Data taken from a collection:
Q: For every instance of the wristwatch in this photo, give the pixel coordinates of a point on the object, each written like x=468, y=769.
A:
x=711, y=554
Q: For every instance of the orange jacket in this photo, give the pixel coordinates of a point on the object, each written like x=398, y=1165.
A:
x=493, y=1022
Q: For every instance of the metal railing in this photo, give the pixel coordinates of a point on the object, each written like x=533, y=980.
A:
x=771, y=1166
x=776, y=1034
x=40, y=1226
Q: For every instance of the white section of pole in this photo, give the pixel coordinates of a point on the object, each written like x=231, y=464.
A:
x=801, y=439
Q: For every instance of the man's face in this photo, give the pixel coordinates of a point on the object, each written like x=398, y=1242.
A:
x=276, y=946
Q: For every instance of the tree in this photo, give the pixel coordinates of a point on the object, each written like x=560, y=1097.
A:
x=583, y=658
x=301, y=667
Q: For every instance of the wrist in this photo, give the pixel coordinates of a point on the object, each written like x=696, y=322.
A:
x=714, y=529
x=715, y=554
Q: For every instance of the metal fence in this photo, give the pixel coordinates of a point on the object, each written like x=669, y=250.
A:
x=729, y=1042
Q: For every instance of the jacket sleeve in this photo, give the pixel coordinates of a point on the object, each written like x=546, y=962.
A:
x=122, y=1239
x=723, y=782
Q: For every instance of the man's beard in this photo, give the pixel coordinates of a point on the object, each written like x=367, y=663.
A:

What needs to be done
Return these lines word for word, all of them, with nothing changed.

Written response
Q: For every instance of the wristwatch in this photo, give the pixel coordinates of a point on the object, each written like x=468, y=769.
A:
x=711, y=554
Q: For every instance of the orange jacket in this photo, give the pixel coordinates of a point on the object, each written like x=398, y=1165.
A:
x=493, y=1022
Q: For every instance of the metal railing in this photo, give the pixel coordinates of a point on the object, each written like x=533, y=980.
A:
x=771, y=1166
x=776, y=1034
x=40, y=1226
Q: For every instance of the white section of pole in this photo, give the pixel coordinates of a point on the object, each written like x=231, y=464.
A:
x=801, y=439
Q: For every instance of the man's face in this photo, give the pixel coordinates of a point on the object, each written like x=398, y=1242.
A:
x=276, y=946
Q: For every instance of the tree in this photo, give the pixel coordinates of a point on the object, each written like x=560, y=1097.
A:
x=583, y=658
x=301, y=667
Q: For every instance of the wrist in this photo, give the pixel coordinates of a point on the object, each written like x=696, y=322.
A:
x=714, y=529
x=715, y=554
Q: For every instance of the metal fence in this photo, give the pixel coordinates of a point on the object, each written like x=669, y=250.
A:
x=729, y=1042
Q: For every instance of the jacket sleeve in this photo, give the pixel coordinates of a point on the object, each written like x=546, y=962.
A:
x=122, y=1239
x=723, y=782
Q: For every instance of the man's beard in this photo, give the pixel coordinates of a point on the object, each written like x=367, y=663.
A:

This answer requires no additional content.